:: RAW DATA ::
#####

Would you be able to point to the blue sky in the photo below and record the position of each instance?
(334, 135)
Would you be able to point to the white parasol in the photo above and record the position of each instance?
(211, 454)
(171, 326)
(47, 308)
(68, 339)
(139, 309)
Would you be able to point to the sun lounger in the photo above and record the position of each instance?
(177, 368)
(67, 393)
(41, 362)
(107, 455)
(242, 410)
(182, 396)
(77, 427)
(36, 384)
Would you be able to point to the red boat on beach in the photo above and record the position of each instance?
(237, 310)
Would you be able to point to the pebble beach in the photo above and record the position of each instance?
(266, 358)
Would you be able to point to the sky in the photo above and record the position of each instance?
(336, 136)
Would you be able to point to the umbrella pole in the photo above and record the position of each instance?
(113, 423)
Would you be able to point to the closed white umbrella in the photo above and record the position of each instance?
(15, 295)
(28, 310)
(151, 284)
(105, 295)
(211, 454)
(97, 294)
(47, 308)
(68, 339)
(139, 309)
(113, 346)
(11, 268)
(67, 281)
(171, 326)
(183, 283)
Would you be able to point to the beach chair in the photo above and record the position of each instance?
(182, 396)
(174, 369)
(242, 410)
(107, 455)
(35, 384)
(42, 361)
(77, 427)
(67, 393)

#####

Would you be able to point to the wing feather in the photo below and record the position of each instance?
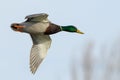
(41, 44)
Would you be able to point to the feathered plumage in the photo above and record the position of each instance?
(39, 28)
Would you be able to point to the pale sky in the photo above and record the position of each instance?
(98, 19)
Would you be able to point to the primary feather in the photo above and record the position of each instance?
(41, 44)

#####

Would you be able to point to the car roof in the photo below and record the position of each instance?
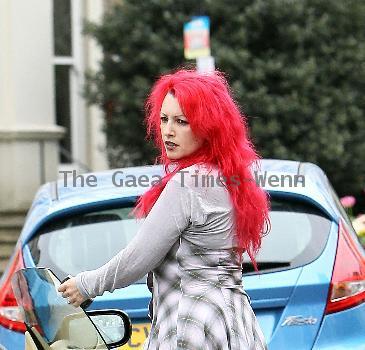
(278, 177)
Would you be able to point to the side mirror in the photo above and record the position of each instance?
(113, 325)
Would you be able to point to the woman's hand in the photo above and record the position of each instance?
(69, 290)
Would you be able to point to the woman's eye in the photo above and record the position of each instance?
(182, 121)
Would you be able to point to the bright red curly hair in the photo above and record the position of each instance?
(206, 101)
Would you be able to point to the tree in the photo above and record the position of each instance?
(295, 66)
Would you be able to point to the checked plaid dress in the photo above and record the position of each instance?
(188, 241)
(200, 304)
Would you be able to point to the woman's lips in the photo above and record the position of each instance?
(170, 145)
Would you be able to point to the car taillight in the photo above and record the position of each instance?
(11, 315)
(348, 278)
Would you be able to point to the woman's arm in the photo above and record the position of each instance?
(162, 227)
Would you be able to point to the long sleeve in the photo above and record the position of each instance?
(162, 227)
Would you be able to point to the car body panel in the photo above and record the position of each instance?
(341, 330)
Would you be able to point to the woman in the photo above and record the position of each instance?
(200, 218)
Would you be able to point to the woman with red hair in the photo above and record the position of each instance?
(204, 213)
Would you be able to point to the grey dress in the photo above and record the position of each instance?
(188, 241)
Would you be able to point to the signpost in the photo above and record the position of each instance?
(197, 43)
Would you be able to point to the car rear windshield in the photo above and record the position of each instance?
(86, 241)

#####

:: AIM ::
Report how many lines in the entries above contain the word "dress". Reply with only the number.

:: EXPECTED ANSWER ::
2